- _Instructions for the task_
All of the data must be written out verbatim, with pictures excluded.

Extracted data entries:
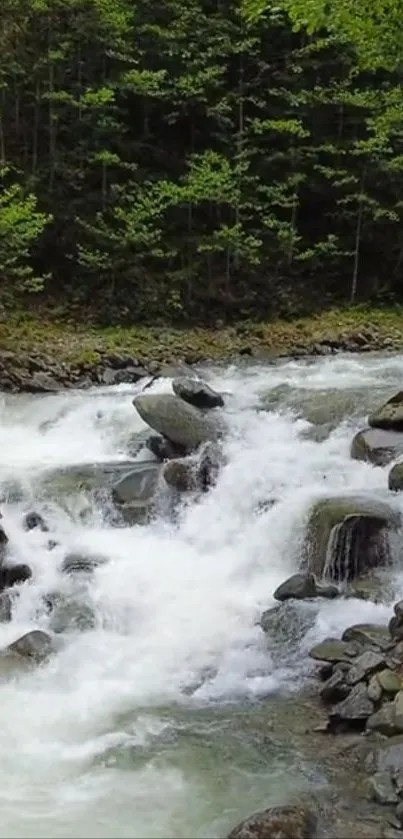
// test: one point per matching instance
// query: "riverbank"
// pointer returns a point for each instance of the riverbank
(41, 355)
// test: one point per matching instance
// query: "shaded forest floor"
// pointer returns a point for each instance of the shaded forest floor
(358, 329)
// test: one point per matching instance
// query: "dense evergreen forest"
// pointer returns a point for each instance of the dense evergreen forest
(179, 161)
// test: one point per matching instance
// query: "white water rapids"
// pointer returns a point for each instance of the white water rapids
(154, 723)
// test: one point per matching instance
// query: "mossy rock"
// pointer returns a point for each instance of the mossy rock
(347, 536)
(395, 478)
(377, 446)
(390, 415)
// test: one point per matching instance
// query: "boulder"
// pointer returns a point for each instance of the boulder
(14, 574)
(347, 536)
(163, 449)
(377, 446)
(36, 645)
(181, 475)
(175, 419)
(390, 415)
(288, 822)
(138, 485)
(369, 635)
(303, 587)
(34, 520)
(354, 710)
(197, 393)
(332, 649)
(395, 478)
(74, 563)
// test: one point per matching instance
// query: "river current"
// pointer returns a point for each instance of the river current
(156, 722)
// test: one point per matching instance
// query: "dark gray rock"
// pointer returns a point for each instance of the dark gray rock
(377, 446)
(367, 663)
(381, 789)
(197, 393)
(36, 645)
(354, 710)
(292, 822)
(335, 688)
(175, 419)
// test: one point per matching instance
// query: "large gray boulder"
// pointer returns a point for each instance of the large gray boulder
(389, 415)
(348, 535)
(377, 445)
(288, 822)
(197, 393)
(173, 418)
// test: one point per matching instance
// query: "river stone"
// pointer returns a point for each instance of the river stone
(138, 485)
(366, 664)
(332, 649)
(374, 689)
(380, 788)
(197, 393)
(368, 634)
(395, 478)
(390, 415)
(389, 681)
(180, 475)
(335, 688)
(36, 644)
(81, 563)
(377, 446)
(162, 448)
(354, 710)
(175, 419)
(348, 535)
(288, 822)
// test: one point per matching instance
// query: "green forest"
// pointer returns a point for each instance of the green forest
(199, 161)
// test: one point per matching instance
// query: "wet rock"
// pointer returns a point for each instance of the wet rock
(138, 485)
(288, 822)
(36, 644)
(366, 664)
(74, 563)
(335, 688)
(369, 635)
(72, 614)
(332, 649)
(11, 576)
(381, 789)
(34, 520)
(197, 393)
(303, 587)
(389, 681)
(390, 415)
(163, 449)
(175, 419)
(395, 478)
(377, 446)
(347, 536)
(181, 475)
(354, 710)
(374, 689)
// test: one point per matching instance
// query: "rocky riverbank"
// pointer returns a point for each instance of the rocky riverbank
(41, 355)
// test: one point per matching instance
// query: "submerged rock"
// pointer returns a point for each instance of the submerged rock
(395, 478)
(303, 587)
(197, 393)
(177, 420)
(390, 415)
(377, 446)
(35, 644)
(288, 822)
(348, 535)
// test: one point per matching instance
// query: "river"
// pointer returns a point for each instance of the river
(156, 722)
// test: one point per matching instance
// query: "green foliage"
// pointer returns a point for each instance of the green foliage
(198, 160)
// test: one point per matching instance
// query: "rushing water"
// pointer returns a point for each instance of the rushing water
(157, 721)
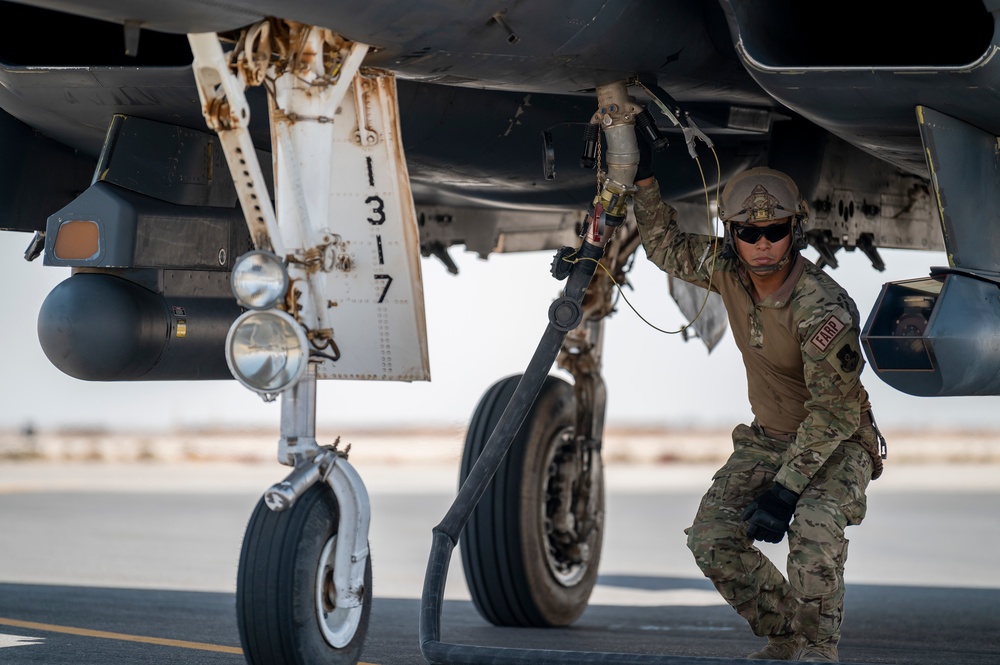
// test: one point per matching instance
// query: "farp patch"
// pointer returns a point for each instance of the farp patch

- _Answer area_
// test: one point per matching instance
// query: "riverbank"
// pointer returns a point for each instance of the riverbank
(41, 355)
// test: one point per matching instance
// query: "shaded forest floor"
// pointer returns a point for each instance of the shaded forest floor
(358, 329)
// test: one point per matching instance
// query: "dense evergreen forest"
// pointer returns a point for each instance of the dense evergreen forest
(179, 161)
// test: one point per matching instance
// query: "white water rapids"
// pointer returns a point for each instance of the white water rapids
(154, 723)
// test: one point per matching instance
// query: "mossy rock"
// pointer returns a point for each instance of the mossy rock
(347, 536)
(395, 478)
(377, 446)
(390, 415)
// test: one point per matching instance
// query: "boulder"
// pointer returns a point for each instance of the boulder
(14, 574)
(347, 536)
(163, 449)
(377, 446)
(36, 645)
(181, 475)
(175, 419)
(390, 415)
(288, 822)
(138, 485)
(369, 635)
(303, 587)
(34, 520)
(354, 710)
(197, 393)
(332, 649)
(395, 478)
(74, 563)
// test: one point per matching instance
// query: "river current"
// pointer returns a point for each instance of the river current
(156, 722)
// test: one point per matching instance
// query: "dark gray rock"
// pointer returns a point for each instance of the dark gray rock
(377, 446)
(367, 663)
(381, 789)
(197, 393)
(36, 645)
(354, 710)
(292, 822)
(335, 688)
(175, 419)
// test: one point per matching instance
// query: "large gray boulder"
// pointer returns a point for each instance of the large gray boulder
(389, 415)
(348, 535)
(377, 445)
(288, 822)
(197, 393)
(173, 418)
// test: one point per matching instance
// query: "river stone"
// pointer returns a point for each instance of the river stone
(138, 485)
(366, 664)
(332, 649)
(374, 689)
(380, 788)
(197, 393)
(368, 634)
(395, 478)
(390, 415)
(389, 681)
(180, 475)
(335, 688)
(36, 644)
(81, 563)
(377, 446)
(162, 448)
(354, 710)
(175, 419)
(348, 535)
(288, 822)
// test: one point per matching instance
// query: "green forest"
// pointer returns a point for each instance of the green forest
(199, 161)
// test: one point per matching instance
// query: "wet rock"
// pointer returns a point for each instance of the wet rock
(138, 485)
(288, 822)
(36, 644)
(366, 664)
(74, 563)
(335, 688)
(369, 635)
(72, 614)
(332, 649)
(11, 576)
(381, 789)
(34, 520)
(197, 393)
(303, 587)
(389, 681)
(390, 415)
(163, 449)
(175, 419)
(395, 478)
(377, 446)
(347, 536)
(181, 475)
(354, 710)
(374, 689)
// test: one point per matching instance
// query: "rocky riverbank"
// pointer returns a point for each instance of the rocky riverbank
(41, 355)
// test: one point per matching instance
// query: "submerged rock"
// pointer returns a point for each instance of the submerged rock
(395, 478)
(303, 587)
(197, 393)
(177, 420)
(390, 415)
(377, 446)
(35, 644)
(288, 822)
(348, 535)
// test: one point per matching instance
// query: "river"
// pointer returns a point for each instance of the river
(156, 722)
// test: one point per matching instance
// query: "green foliage"
// pointer returns a point for each instance of the green foliage
(198, 160)
// test: one point per matching instance
// query: "rushing water"
// pointer returns a point for each instance of the rushing water
(157, 721)
// test: one point per matching instance
// query: "farp patch"
// pointer returns a point for each instance of the farp patch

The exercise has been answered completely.